Data for this exercise:
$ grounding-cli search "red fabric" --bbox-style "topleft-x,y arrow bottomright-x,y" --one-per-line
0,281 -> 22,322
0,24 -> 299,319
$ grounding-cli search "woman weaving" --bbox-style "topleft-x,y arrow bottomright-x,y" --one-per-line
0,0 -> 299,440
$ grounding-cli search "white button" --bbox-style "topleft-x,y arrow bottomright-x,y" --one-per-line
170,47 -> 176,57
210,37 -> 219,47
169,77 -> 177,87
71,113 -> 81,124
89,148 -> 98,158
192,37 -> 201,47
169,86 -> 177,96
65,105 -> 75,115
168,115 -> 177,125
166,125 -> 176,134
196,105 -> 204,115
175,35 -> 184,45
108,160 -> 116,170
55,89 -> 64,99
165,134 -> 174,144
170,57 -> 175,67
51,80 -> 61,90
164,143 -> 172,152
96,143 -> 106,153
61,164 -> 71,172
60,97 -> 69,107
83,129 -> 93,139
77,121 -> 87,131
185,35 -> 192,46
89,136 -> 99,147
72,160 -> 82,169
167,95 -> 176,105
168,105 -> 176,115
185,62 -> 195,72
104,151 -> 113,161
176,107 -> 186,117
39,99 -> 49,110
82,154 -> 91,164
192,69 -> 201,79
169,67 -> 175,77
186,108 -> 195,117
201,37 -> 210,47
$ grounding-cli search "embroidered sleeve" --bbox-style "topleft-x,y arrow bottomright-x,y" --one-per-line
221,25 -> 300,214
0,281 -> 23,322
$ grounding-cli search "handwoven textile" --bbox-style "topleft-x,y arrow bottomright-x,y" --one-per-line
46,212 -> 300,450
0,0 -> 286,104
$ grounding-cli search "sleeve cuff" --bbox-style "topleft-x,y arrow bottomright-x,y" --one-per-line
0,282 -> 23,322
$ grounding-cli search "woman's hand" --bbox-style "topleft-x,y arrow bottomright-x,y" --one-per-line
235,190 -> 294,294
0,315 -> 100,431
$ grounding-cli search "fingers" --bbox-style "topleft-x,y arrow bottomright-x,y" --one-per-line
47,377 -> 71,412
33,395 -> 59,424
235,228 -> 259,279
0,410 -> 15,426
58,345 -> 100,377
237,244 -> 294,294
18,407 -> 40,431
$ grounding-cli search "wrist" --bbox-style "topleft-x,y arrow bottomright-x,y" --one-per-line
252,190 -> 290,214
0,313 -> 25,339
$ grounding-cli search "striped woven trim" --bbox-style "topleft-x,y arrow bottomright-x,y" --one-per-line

Brief: Retype the whole listing above, line for line and exactly.

Your solution:
$ grounding-cli search "red fabric" --bbox-style "topleft-x,y arrow bottomright-x,y" --one-per-line
0,281 -> 22,322
0,24 -> 299,319
$ grounding-cli search "woman weaving" --bbox-style "topleft-x,y arrow bottomright-x,y" --one-per-line
0,0 -> 299,440
$ grounding-cli search "white button" --bbox-style "topleft-x,y arrow bottomright-x,y" --one-per-line
170,47 -> 176,57
210,37 -> 219,47
169,77 -> 177,87
71,113 -> 81,124
89,148 -> 98,158
192,37 -> 201,47
169,86 -> 177,96
65,105 -> 75,115
168,115 -> 177,125
166,125 -> 176,134
196,105 -> 204,115
175,35 -> 184,45
108,160 -> 116,170
55,89 -> 64,99
165,134 -> 174,144
170,57 -> 175,67
51,80 -> 61,90
164,143 -> 172,152
96,143 -> 106,153
61,164 -> 71,172
60,97 -> 69,107
83,129 -> 93,139
77,121 -> 87,131
185,35 -> 192,46
89,136 -> 99,147
72,160 -> 82,169
167,95 -> 176,105
168,105 -> 176,115
185,62 -> 195,72
104,151 -> 113,161
176,107 -> 186,117
39,99 -> 49,110
82,154 -> 91,164
192,69 -> 201,79
169,67 -> 175,77
186,108 -> 195,117
201,37 -> 210,47
$ grounding-cli search "embroidered sleeve" --bbox-style "topleft-x,y arrow bottomright-x,y" --one-per-line
221,25 -> 300,214
0,281 -> 23,322
$ grounding-cli search "handwoven textile" --bbox-style "topleft-x,y arrow bottomright-x,y" --one-per-line
46,212 -> 300,450
0,0 -> 286,104
$ grounding-cli search "sleeve cuff" --bbox-style "topleft-x,y arrow bottomright-x,y" --one-per-line
0,282 -> 23,322
$ grounding-cli search "woman's hand" --bbox-style "topleft-x,y arrow bottomright-x,y" --one-per-line
235,190 -> 294,294
0,315 -> 100,431
$ grounding-cli search "fingers" --bbox-style "topleft-x,y arrow bottomright-x,y" --one-per-line
47,377 -> 71,412
33,395 -> 59,424
235,228 -> 259,279
0,410 -> 15,426
58,345 -> 100,377
237,244 -> 294,294
18,407 -> 40,431
$ grounding-cli search "wrist" --bbox-style "topleft-x,y arrow bottomright-x,y" --one-per-line
252,190 -> 290,214
0,313 -> 25,339
$ grounding-cli search "striped woven trim" --bbox-style "topleft-x,y arrow bottomright-x,y" --one-per-line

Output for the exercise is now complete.